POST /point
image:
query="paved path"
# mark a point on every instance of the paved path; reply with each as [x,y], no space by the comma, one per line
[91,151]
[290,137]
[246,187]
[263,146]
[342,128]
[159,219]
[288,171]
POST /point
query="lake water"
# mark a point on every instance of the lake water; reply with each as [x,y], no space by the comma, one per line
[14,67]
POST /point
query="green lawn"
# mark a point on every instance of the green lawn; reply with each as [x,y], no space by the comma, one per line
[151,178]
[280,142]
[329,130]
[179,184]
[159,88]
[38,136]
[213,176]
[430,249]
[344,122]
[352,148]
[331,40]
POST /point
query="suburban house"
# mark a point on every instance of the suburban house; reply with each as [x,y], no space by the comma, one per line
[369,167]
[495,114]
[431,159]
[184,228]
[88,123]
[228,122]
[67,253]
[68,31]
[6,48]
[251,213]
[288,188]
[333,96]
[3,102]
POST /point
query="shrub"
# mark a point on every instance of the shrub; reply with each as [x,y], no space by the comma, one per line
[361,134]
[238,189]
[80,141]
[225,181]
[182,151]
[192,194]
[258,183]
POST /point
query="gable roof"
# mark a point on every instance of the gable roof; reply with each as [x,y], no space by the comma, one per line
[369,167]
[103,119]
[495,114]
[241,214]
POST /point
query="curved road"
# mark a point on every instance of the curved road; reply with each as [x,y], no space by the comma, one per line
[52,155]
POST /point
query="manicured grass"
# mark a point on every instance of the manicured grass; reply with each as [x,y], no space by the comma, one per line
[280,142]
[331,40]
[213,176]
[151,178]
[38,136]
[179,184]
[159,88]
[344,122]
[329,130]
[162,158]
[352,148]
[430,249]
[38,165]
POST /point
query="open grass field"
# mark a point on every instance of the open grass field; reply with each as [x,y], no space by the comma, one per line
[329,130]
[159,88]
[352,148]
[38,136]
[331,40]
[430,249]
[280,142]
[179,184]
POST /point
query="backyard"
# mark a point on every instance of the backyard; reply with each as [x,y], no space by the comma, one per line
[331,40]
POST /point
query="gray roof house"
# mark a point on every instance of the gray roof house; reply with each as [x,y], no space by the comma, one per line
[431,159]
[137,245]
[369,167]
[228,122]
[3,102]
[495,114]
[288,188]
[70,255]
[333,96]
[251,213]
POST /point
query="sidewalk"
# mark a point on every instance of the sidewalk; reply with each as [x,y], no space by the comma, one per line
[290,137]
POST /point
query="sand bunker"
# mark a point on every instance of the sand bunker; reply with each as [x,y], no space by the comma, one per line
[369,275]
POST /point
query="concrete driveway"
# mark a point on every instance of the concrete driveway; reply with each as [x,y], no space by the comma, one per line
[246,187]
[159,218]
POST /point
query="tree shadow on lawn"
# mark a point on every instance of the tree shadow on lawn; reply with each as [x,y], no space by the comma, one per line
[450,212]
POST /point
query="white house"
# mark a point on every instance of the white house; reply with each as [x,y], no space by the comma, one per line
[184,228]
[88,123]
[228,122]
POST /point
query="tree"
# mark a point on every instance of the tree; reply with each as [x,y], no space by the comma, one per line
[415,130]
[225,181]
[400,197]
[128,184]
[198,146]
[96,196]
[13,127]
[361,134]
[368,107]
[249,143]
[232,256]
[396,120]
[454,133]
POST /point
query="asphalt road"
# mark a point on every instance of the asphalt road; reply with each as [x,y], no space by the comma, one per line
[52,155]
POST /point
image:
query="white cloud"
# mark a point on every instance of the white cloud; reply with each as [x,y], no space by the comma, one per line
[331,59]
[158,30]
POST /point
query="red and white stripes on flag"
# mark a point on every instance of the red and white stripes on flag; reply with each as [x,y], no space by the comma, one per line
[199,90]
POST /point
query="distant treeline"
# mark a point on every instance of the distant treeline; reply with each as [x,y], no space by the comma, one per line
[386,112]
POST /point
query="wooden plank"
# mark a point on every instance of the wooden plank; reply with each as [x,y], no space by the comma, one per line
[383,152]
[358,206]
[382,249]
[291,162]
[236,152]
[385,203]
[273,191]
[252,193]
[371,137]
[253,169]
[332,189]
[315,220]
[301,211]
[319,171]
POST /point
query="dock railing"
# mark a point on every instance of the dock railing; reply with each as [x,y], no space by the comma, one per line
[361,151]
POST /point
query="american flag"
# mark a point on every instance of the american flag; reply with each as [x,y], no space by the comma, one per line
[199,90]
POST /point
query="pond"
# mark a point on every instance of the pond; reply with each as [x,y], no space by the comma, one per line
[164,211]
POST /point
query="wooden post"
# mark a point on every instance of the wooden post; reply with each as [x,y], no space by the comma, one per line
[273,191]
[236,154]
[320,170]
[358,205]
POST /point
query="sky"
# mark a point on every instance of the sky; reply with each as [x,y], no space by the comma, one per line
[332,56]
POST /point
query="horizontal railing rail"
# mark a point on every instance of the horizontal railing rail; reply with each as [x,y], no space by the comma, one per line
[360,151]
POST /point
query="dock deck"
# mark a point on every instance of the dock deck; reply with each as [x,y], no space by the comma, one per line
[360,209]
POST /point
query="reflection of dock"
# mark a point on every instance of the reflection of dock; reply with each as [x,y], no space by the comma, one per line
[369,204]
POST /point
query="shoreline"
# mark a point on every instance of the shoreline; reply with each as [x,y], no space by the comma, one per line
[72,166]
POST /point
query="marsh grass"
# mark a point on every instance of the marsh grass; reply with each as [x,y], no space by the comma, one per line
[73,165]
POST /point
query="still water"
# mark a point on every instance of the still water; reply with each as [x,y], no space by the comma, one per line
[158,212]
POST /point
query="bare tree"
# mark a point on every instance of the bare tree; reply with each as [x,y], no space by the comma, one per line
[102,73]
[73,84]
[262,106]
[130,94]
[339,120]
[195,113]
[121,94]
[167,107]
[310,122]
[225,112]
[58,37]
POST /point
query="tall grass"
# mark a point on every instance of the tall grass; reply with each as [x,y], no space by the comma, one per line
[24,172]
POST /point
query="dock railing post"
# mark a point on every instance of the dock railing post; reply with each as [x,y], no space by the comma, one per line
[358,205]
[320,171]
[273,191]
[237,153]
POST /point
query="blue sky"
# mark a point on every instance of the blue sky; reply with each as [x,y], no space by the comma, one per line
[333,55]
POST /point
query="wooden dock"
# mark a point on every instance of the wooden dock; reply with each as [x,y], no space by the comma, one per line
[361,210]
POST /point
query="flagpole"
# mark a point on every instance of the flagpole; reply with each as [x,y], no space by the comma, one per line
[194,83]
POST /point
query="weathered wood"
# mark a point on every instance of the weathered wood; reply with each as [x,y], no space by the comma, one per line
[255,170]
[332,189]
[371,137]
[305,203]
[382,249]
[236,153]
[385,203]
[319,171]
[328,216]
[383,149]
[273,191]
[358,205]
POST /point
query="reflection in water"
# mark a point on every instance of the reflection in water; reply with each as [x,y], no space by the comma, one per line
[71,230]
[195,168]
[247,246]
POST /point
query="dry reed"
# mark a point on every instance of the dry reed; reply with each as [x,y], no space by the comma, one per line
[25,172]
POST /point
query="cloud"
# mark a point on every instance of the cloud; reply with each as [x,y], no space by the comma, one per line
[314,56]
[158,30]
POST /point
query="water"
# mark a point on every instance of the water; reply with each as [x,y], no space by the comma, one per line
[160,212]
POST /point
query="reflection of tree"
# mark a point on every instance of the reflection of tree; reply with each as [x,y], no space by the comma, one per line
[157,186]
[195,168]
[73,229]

----------------------------------------

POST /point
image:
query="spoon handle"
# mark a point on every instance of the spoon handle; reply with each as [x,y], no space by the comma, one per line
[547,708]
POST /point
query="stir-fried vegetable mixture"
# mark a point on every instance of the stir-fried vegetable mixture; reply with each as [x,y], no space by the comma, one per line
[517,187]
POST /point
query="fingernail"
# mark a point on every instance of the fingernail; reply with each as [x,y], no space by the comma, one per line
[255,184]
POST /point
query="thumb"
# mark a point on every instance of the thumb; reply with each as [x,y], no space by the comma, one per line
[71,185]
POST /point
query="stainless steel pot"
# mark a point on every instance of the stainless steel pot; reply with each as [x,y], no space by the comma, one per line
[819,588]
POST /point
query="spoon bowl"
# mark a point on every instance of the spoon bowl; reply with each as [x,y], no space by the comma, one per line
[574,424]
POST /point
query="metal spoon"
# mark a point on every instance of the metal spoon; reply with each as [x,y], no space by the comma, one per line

----------------------------------------

- [Task to complete] Locate every line in the data above that contains the string "fingernail" and copy each of those lines. Treat uppercase and lowercase as different.

- [Answer to this exercise]
query="fingernail"
# mark a point on every instance of the fingernail; reply with each as [x,y], no space by the comma, one per line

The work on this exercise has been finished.